■ Task to complete
If a line in the records below contains the word "tree", copy it.

■ Dataset records
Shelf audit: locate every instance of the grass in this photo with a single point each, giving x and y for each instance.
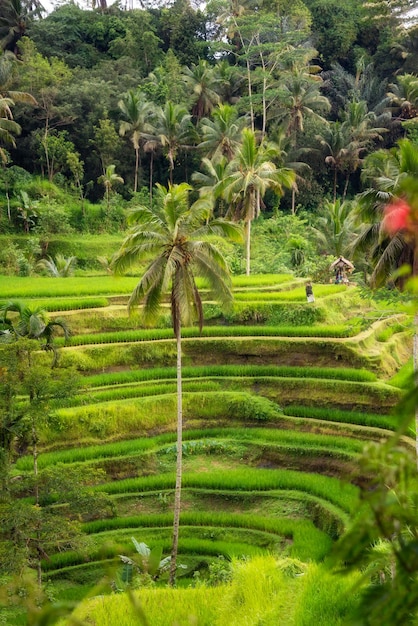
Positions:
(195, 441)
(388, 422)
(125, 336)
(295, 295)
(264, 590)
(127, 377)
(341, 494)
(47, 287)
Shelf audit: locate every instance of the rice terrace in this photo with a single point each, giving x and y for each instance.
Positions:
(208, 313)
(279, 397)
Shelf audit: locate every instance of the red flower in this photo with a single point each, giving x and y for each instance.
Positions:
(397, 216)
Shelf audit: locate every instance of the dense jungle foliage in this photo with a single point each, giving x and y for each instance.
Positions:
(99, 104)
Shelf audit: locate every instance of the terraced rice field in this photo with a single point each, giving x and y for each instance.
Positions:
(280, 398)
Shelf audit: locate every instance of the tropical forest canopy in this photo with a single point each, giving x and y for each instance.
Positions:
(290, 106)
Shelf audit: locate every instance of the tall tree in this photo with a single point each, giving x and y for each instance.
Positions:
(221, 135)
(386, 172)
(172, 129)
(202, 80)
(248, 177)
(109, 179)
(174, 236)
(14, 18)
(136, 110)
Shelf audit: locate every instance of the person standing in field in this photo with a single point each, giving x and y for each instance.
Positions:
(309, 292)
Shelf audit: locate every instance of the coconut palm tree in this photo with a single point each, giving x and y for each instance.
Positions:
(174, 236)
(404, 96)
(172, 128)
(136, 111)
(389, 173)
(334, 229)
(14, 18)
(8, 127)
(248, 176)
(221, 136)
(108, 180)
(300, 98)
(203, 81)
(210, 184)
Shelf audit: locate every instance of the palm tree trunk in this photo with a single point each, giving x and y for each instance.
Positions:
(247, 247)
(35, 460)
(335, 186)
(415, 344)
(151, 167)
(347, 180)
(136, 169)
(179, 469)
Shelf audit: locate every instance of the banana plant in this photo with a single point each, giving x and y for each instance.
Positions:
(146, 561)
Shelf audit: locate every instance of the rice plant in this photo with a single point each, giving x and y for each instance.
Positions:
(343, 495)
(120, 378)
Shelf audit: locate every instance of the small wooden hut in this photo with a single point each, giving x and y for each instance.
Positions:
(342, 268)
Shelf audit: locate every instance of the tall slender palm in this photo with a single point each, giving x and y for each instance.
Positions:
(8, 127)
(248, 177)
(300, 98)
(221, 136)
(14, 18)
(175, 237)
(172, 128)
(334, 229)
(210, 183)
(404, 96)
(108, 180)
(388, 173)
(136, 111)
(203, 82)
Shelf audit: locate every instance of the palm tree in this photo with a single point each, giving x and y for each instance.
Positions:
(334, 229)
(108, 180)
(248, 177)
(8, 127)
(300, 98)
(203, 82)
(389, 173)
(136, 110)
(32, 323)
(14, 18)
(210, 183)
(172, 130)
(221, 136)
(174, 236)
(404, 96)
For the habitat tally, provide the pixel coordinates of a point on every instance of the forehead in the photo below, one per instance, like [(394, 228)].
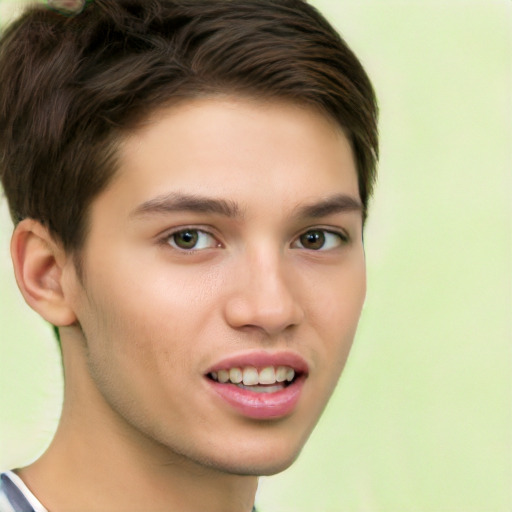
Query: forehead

■ Reply
Shelf audit: locate every instance of the tall tree in this photo with a single point each, giving x and y for each instance.
Shelf audit: locate every instance of the coconut palm tree in this photo with a single point each, giving x and y for each instance.
Shelf audit: locate every instance of the palm tree trunk in this photo with a single point each, giving x and y for each instance.
Shelf audit: locate every instance of the palm tree in this photo with a single point each, giving x and y for each instance.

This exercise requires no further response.